* [Brief A] In the passage on reading comprehension testing, what do test developers usually calibrate items solely in terms of?

The concept of unidimensionality of reading comprehension (Weir & Porter, 1994) has led scholars to believe that there might be a one-to-one correspondence between item difficulty and the level of cognition the item measures (Alderson, 1990). It is commonplace among reading specialists to divide reading ability into different layers of cognition such that hypothetically labeled lower layers are assumed to be followed by higher ones (Alderson, 1990). The hierarchy assumption is so appealing that tests developers usually calibrate items solely in terms of item difficulty, while ignoring issues related to their level of cognition. Yet, it is often the case that more difficult items represent lower order abilities (at least as predicted by theory) than do easier ones (Weir and Porter, 1994). Paradoxically, harder items seem to contribute less to reading ability than do easier ones (Meyer, 1975, cited in McNamara, 1996).
Weir and Porter (1994) suggest that the main reason for limiting the reproducibility assumption to item difficulty in test constructions is 'practical expediency rather than ... a principled view of unidimensionality' (p. 9). Because empirical item hierarchies sometimes contradict theoretical notions of reading comprehension (McNamara, 1996; Weir & Porter, 1994; Alderson, 1990), we approach the issue from a qualitative as well as a quantitative perspective:
1. Does there exist a one-to-one correspondence between item difficulty and the nature of the latent ability the item measures?

* [Provided data]
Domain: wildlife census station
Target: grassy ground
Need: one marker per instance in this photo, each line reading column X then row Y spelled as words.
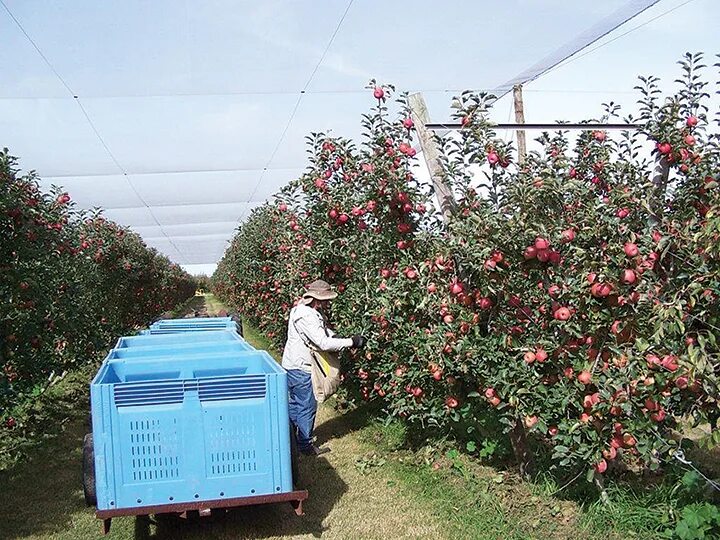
column 367, row 487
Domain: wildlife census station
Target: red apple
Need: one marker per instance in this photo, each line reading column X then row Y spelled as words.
column 568, row 235
column 541, row 243
column 630, row 249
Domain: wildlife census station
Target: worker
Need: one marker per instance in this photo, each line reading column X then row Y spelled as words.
column 308, row 327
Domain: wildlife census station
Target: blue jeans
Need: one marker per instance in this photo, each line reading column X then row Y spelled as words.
column 302, row 406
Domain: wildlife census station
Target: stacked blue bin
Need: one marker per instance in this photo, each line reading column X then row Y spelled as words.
column 171, row 326
column 185, row 416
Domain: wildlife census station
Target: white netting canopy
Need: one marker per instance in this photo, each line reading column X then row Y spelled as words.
column 178, row 118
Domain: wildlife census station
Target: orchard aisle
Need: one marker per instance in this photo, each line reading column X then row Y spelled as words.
column 42, row 498
column 344, row 502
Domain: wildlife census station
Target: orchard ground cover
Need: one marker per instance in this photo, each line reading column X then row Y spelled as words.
column 71, row 282
column 566, row 314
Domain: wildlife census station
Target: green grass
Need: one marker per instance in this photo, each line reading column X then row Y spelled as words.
column 41, row 496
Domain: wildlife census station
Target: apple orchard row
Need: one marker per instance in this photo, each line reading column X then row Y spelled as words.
column 573, row 298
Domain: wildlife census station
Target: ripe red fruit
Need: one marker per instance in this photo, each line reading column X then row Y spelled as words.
column 664, row 148
column 568, row 235
column 629, row 277
column 484, row 303
column 658, row 416
column 630, row 249
column 541, row 243
column 670, row 363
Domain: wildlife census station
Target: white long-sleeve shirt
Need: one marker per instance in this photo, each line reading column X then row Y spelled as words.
column 306, row 325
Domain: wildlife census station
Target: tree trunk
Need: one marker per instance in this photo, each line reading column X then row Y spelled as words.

* [Brief B] Could you rewrite the rows as a JSON list of strings, one string per line, from the first line of the rows up to and including the line with "column 302, row 406", leaving out blank lines and pictures?

* [Output A] Item difficulty.

* [Output B]
[
  "Domain: wildlife census station",
  "Target: grassy ground",
  "Need: one marker per instance in this photo, each line reading column X then row Y spelled as words.",
  "column 367, row 487",
  "Domain: wildlife census station",
  "Target: red apple",
  "Need: one marker per instance in this photo, each line reading column X then row Y spelled as words.",
  "column 568, row 235",
  "column 541, row 243",
  "column 630, row 249",
  "Domain: wildlife census station",
  "Target: worker",
  "Need: one marker per instance in this photo, each line reading column X then row Y spelled as words.",
  "column 308, row 327",
  "Domain: wildlife census station",
  "Target: blue jeans",
  "Need: one marker per instance in this photo, each line reading column X then row Y spelled as words.",
  "column 302, row 406"
]